Document extract -
Fig. 1: — The description of WavBERT model (a), the adversarial attack approach (b), and the adversarial training approach (c).

3. PROPOSED ADVERSARIAL LEARNING

We present two adversarial learning approaches to exploit the impact of speech pauses on dementia detection.

Adversarial attack.

An adversarial attack adds perturbation to the punctuation marks. Note that, other adversarial attacks on BERT considered the entire vocabulary as the attack space [18, 19]. In our case, the attack space only includes punctuation marks, and the perturbation actions are adding, deleting, and replacing. As shown in Figure 1(b), we adopt the same training phase of the original WavBERT. To launch the attack, we choose an original testing sample s₀, and generate a set of adversarial samples by using a single action of adding, deleting, or replacing. For adding, we add one punctuation mark between two neighboring words where no punctuation mark exists; for deleting, we delete an existing punctuation mark; and for replacing, we replace an existing punctuation mark with a different punctuation mark, e.g., replacing “comma” with “period.” We define a confidence level as $l_{A D} = o_{A D} (s)$ for an AD sample $s$ , and $l_{n o n - A D} = o_{n o n - A D} (s)$ for a non-AD sample $s$ , where $o_{A D} (s)$ and $o_{n o n - A D} (s)$ are the logit output by the model for AD and non-AD labels. Among the samples generated from $s_{0}$ , we identify a sample $s_{1}$ as the most effective sample if the confidence level of $s_{1}$ is the lowest. We call $s_{1}$ as the step-1 sample, and then iteratively launch the attack on $s_{1}$ to obtain the step-2 sample $s_{2}$ . The attack will be launched for a maximum of 20 steps unless the confidence level cannot be lowered. The details are shown in Algorithm 1.

Records provided -
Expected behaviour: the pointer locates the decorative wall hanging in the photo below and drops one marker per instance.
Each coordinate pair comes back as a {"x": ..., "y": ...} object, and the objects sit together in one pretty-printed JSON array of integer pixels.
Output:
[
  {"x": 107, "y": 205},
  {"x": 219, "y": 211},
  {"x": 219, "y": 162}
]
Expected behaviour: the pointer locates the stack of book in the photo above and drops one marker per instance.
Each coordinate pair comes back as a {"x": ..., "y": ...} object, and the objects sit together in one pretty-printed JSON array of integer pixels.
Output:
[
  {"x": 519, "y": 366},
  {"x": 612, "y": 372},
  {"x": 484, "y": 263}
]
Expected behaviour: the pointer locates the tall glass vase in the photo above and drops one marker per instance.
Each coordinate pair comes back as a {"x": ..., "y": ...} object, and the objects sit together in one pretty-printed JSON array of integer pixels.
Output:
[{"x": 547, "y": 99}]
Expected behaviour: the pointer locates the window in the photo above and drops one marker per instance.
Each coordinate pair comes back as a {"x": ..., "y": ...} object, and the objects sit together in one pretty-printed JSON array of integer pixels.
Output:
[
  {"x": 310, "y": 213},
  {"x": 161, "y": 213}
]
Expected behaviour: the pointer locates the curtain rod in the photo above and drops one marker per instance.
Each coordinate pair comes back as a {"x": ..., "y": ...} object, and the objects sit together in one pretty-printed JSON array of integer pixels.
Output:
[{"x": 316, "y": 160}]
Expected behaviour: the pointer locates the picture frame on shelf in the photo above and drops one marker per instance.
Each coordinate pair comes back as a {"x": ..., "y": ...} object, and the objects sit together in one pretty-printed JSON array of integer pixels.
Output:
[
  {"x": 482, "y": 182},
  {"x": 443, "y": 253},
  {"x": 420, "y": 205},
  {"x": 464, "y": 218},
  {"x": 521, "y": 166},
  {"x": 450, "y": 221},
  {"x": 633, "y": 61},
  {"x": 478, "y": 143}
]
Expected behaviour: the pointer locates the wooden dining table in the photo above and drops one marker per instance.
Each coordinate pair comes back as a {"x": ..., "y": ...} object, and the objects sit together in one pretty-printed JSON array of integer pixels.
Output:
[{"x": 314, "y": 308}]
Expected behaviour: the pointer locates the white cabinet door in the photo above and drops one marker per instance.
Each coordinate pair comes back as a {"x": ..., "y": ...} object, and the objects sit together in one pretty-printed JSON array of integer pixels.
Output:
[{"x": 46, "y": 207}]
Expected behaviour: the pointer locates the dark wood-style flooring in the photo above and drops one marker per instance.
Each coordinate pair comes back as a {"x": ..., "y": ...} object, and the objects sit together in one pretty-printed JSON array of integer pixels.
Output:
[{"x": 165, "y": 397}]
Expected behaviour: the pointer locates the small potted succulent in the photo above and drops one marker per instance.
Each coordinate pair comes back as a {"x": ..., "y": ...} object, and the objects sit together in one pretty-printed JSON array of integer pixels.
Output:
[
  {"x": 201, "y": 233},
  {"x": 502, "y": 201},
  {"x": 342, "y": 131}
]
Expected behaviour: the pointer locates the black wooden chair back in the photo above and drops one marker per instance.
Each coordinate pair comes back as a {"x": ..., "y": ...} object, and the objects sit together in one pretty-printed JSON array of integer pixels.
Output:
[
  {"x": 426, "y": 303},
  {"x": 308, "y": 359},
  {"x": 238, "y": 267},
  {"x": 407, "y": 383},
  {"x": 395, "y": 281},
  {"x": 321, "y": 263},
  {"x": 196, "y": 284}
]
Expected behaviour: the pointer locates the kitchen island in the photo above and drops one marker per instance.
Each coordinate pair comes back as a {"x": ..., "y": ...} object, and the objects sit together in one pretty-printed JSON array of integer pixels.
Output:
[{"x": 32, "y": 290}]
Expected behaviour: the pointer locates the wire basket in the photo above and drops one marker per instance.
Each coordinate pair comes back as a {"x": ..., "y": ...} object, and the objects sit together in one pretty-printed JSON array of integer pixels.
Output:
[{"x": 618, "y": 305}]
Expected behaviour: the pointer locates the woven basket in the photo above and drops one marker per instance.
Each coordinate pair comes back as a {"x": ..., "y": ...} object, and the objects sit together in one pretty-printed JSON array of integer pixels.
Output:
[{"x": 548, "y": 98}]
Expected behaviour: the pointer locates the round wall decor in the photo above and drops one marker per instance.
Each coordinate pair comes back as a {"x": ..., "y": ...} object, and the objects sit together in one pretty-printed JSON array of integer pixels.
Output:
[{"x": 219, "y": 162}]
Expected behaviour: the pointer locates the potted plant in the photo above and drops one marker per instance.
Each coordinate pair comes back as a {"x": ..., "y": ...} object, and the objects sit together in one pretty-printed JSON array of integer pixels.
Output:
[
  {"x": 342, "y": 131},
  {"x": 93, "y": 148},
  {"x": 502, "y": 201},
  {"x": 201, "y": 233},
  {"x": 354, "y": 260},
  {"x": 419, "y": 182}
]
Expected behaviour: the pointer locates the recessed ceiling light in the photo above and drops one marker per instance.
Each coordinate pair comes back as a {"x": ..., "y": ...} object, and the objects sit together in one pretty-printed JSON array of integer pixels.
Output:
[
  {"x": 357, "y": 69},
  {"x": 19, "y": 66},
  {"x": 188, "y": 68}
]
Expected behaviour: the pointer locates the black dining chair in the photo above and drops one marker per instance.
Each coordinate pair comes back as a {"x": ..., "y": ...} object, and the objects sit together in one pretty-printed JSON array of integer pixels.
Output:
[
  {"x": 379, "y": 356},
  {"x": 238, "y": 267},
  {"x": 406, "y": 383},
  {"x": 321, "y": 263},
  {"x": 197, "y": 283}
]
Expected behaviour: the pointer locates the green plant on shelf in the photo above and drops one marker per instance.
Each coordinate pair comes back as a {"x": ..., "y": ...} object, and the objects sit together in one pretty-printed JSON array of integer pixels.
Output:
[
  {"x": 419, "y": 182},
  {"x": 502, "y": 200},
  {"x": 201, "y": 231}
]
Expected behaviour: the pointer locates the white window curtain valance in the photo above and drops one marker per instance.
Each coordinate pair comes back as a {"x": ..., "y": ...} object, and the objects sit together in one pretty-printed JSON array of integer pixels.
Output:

Activity list -
- a) In the adversarial learning excerpt, what is the maximum number of steps for which the attack is launched?
- b) Reproduce the adversarial learning excerpt word for word between "3. PROPOSED ADVERSARIAL" and "Adversarial attack.", inclusive.
The listing has no connection to the adversarial learning excerpt.

Solved problems -
- a) The attack is launched for a maximum of 20 steps, unless the confidence level cannot be lowered.

- b)
3. PROPOSED ADVERSARIAL LEARNING

We present two adversarial learning approaches to exploit the impact of speech pauses on dementia detection.

Adversarial attack.